▶ _Die Aufgabe_:
Setzen Sie den unten stehenden Auszug aus der Entscheidung des BVwG über die Beschwerde im Anschluss an dessen letzten Satz fort.

▶ _Textauszug_:
Am 27.06.2018 langte eine Beschwerdenachreichung beim BVwG ein. Demnach wurde die Ehe des BF, geschlossen am XXXX.2016, mit

Endbeschluss des Amtsgerichtes XXXX, vom XXXX.2018, Az.: XXXX geschieden.

Beweiswürdigung:

Der oben angeführte Sachverhalt ergibt sich aus dem Inhalt der vorgelegten Verwaltungsakten des BFA und des Gerichtsakts des BVwG. Entscheidungswesentliche Widersprüche liegen nicht vor.

Rechtliche Beurteilung:

Gemäß § 28 Abs. 2 VwGVG hat das Verwaltungsgericht über Beschwerden gemäß Art 130 Abs 1 Z 1 B-VG (Bescheidbeschwerden) in der Sache selbst zu entscheiden, wenn der maßgebliche Sachverhalt feststeht (Z 1) oder die Feststellung des maßgeblichen Sachverhalts durch das Verwaltungsgericht selbst im Interesse der Raschheit gelegen oder mit einer erheblichen Kostenersparnis verbunden ist (Z 2).

(Auszüge aus einem Pointing-Datensatz)
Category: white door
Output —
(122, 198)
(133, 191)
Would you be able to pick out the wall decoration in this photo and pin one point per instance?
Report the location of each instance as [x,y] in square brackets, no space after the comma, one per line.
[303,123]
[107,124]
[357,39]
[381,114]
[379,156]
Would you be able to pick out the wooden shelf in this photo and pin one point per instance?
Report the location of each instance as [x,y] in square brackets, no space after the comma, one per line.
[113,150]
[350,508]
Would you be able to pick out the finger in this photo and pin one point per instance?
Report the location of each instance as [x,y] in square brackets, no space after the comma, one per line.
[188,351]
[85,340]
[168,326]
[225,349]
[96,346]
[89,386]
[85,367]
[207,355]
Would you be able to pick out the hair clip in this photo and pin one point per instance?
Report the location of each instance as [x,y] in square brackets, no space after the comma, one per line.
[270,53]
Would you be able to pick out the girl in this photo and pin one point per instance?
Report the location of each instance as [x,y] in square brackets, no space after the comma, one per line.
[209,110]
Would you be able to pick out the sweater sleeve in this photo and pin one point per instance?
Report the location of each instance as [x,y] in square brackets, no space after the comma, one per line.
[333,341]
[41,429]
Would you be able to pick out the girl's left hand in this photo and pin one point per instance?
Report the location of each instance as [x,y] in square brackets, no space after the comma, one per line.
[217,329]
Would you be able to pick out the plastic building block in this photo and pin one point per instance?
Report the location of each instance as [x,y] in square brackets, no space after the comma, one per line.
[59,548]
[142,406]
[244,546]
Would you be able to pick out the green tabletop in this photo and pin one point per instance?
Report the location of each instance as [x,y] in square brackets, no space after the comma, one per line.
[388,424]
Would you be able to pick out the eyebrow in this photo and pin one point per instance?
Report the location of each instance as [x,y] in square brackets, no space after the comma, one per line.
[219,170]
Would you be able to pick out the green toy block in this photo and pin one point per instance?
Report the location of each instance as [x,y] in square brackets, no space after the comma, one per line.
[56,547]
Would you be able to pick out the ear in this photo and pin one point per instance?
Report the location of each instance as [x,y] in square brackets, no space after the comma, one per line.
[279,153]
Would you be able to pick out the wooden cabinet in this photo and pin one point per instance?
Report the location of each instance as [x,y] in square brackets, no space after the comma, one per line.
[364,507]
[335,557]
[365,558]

▶ _Ergebnis der Aufgabe_:
Gemäß § 28 Abs. 3 VwGVG hat das Verwaltungsgericht, wenn die Voraussetzungen des Abs 2 nicht vorliegen, im Verfahren über Bescheidbeschwerden in der Sache selbst zu entscheiden, wenn die Behörde dem nicht bei der Vorlage der Beschwerde unter Bedachtnahme auf die wesentliche Vereinfachung oder Beschleunigung des Verfahrens widerspricht. Hat die Behörde notwendige Ermittlungen des Sachverhalts unterlassen, so kann das Verwaltungsgericht den angefochtenen Bescheid mit Beschluss aufheben und die Angelegenheit zur Erlassung eines neuen Bescheides an die Behörde zurückverweisen. Die Behörde ist dann an die rechtliche Beurteilung gebunden, von der das Verwaltungsgericht bei seinem Beschluss ausgegangen ist.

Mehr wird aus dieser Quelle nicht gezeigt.